▸ Stored data:

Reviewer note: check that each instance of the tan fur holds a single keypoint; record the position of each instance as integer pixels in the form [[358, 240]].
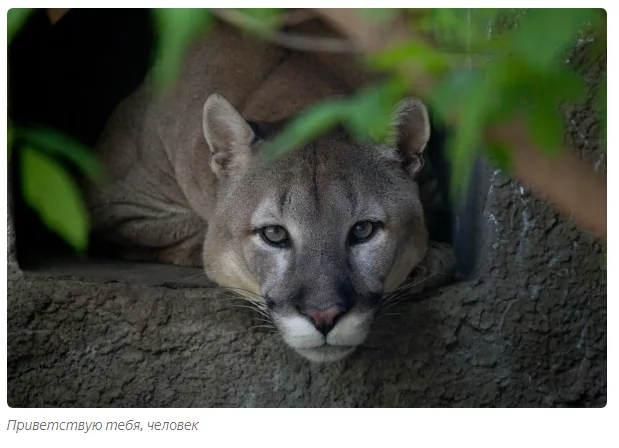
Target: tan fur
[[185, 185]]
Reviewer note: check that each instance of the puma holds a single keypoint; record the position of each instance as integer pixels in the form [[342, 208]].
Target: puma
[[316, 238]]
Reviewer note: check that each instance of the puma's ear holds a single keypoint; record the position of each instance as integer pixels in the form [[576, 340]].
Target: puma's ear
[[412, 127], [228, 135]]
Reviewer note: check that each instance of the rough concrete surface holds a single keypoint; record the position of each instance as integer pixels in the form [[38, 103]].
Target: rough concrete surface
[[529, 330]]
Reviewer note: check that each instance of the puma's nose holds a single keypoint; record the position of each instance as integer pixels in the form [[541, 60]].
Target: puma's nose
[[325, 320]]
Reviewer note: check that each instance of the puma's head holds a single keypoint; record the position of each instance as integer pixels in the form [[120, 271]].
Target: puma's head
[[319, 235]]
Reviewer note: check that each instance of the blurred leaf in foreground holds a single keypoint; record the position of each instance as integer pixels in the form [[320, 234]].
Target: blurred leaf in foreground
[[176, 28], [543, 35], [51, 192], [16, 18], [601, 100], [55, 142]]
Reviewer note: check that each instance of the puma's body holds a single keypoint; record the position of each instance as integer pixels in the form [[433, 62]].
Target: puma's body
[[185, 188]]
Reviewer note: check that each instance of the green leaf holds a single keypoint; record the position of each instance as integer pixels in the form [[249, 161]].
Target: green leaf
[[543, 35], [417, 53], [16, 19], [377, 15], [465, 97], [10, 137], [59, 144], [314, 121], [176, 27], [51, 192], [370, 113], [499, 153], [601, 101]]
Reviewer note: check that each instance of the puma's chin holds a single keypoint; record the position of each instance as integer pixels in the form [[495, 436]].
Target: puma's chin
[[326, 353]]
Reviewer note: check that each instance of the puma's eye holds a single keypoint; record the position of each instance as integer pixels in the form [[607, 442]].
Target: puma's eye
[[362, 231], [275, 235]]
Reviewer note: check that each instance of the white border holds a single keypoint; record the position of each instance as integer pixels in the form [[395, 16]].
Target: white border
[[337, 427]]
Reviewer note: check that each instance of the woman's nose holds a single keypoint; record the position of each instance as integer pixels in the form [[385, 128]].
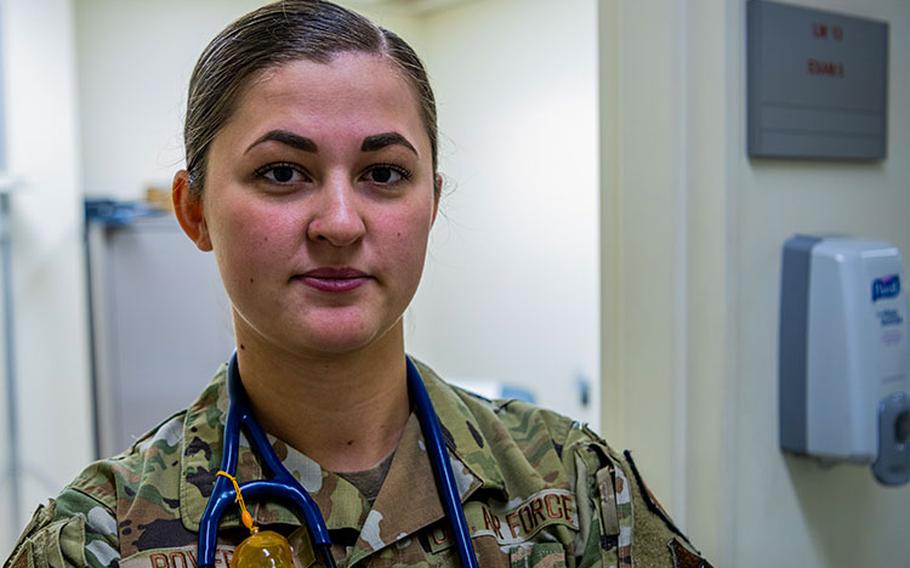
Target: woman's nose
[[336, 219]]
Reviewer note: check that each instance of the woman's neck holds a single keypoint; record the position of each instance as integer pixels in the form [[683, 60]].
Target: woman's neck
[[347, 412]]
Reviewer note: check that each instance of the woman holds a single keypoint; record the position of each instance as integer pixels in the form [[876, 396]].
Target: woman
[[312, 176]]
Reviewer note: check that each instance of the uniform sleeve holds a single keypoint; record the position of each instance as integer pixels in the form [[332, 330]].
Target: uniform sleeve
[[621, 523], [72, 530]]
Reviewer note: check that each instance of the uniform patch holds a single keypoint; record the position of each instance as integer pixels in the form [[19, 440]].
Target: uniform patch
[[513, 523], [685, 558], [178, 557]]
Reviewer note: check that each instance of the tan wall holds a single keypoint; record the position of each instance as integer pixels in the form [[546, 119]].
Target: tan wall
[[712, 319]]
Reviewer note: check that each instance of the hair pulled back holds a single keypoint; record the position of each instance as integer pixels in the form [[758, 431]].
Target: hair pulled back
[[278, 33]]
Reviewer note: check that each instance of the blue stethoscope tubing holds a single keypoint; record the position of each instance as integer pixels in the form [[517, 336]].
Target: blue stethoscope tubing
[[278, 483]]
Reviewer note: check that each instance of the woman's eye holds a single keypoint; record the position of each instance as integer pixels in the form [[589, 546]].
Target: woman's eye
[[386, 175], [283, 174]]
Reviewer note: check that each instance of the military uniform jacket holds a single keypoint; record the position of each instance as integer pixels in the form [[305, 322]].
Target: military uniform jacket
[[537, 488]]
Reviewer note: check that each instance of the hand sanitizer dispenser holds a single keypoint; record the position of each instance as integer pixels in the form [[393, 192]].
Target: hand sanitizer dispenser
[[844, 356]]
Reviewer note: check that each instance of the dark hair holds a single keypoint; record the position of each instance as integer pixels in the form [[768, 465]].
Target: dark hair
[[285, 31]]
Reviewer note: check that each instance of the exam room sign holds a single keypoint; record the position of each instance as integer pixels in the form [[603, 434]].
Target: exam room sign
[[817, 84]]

--

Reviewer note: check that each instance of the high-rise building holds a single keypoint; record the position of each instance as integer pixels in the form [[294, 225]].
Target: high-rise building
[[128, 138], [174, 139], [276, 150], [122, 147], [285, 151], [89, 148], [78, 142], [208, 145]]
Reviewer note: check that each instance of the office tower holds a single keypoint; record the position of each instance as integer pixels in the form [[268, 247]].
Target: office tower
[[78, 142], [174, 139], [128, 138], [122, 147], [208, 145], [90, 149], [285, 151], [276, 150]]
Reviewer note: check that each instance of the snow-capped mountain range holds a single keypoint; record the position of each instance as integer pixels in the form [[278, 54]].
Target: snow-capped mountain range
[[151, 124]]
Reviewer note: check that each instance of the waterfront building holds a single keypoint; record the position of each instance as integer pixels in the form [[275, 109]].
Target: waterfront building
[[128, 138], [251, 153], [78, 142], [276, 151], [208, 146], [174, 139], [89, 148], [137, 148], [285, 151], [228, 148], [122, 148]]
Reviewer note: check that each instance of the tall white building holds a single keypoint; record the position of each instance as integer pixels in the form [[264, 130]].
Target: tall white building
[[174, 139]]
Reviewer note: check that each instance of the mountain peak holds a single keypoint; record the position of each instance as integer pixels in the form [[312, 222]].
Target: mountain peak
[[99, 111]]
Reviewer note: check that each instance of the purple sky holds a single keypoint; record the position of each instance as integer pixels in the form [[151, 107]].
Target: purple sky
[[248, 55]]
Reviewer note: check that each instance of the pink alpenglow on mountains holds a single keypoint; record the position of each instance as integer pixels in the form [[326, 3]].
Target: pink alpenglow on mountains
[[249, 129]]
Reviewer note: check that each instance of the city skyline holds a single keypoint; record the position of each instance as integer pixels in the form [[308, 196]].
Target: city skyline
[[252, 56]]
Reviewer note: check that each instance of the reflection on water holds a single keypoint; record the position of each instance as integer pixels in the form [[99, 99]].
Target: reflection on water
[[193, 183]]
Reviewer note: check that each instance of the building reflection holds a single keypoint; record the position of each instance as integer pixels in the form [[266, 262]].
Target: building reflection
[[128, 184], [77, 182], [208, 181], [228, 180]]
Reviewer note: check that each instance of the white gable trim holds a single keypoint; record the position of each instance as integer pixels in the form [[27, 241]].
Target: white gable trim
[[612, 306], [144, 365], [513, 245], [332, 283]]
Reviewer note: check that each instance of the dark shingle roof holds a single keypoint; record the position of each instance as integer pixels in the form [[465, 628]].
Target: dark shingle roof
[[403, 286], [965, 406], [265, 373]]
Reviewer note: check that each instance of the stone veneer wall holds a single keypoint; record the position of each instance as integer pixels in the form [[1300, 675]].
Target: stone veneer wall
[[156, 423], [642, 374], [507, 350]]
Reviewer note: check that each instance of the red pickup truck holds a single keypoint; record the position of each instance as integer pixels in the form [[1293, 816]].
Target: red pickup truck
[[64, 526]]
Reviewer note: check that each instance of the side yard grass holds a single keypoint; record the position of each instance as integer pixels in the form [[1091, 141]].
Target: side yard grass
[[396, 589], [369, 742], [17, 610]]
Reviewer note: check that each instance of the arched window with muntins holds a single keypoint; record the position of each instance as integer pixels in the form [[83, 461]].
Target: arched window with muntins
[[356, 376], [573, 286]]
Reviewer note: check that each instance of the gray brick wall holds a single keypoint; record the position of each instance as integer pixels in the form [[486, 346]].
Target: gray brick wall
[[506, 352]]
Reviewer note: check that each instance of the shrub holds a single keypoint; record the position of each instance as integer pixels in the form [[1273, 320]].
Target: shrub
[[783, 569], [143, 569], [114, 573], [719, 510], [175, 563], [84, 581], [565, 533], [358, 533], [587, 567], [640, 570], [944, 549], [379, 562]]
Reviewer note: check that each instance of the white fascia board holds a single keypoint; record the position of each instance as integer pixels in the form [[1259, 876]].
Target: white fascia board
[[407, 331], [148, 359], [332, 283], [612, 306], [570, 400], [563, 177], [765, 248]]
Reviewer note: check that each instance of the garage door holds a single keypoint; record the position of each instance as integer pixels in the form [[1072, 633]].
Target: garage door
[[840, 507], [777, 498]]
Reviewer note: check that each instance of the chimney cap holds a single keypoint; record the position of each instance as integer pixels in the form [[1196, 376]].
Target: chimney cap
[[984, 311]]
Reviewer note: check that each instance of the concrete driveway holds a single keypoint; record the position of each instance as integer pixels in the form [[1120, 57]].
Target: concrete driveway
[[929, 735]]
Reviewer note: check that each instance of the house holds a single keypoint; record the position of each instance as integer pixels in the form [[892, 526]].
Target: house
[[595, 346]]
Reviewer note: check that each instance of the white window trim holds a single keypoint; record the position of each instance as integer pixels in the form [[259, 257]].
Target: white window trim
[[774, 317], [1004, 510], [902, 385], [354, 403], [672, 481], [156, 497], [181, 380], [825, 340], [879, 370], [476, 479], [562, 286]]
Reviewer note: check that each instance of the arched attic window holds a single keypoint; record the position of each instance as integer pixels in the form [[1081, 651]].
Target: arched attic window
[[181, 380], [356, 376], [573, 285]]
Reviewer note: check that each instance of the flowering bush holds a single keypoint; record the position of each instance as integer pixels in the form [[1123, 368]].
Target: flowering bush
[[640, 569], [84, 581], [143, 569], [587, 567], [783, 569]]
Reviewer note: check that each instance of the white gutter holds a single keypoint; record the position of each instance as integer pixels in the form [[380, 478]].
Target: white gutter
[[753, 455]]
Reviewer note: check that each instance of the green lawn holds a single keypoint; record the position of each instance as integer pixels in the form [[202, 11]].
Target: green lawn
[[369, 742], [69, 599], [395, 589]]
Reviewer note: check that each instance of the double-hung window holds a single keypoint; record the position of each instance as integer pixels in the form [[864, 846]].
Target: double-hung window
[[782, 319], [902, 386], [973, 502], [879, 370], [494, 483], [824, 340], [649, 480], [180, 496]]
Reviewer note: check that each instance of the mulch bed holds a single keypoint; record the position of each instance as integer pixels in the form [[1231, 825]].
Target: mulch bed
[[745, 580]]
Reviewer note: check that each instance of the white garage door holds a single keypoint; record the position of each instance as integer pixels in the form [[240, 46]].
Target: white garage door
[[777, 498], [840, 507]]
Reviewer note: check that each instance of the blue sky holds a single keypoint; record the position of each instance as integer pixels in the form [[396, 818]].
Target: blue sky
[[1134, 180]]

---

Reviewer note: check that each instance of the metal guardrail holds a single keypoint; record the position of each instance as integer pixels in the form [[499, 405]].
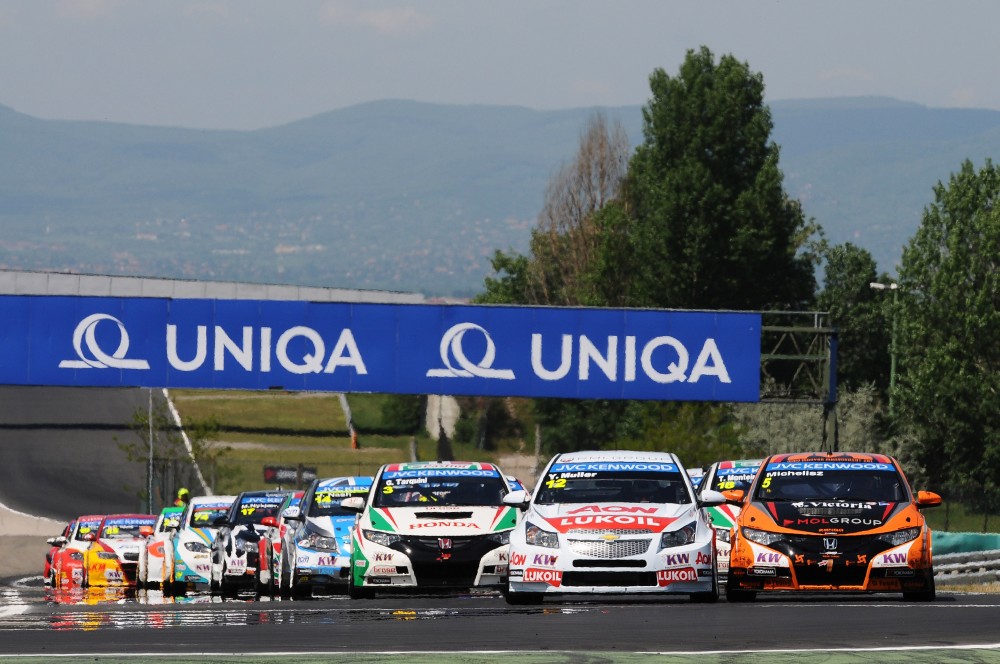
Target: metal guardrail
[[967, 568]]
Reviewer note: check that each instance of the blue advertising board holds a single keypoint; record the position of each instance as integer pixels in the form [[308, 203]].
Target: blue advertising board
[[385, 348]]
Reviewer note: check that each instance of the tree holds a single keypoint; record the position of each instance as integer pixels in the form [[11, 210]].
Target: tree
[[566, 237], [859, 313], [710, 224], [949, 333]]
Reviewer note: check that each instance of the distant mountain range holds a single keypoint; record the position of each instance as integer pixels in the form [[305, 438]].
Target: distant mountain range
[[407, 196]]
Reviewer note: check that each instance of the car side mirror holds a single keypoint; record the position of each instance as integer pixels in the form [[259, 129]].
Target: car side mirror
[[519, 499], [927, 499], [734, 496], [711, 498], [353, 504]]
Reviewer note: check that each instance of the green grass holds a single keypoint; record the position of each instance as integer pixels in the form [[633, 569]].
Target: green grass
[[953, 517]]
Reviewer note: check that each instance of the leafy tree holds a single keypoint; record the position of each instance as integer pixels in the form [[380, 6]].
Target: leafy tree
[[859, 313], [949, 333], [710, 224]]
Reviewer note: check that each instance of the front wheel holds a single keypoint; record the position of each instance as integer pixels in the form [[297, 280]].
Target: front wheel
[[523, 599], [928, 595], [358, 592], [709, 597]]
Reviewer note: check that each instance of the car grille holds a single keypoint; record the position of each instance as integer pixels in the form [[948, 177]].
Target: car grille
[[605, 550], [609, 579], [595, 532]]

▸ Exercise objective: Rewrite the part that opens with the line containing "Reviewer note: check that each instance of the puma holds" and closes with the line containing "[[316, 238]]" as a Markdown table with two columns, Number and Content. Number each line in order and skip any blank lines.

▸ Response for this exercise:
| Number | Content |
|---|---|
| 1 | Reviewer note: check that each instance of the puma holds a single keypoint; record the position of each instance as integer pixels in the form [[342, 208]]. |
| 2 | Target: puma |
| 3 | [[316, 238]] |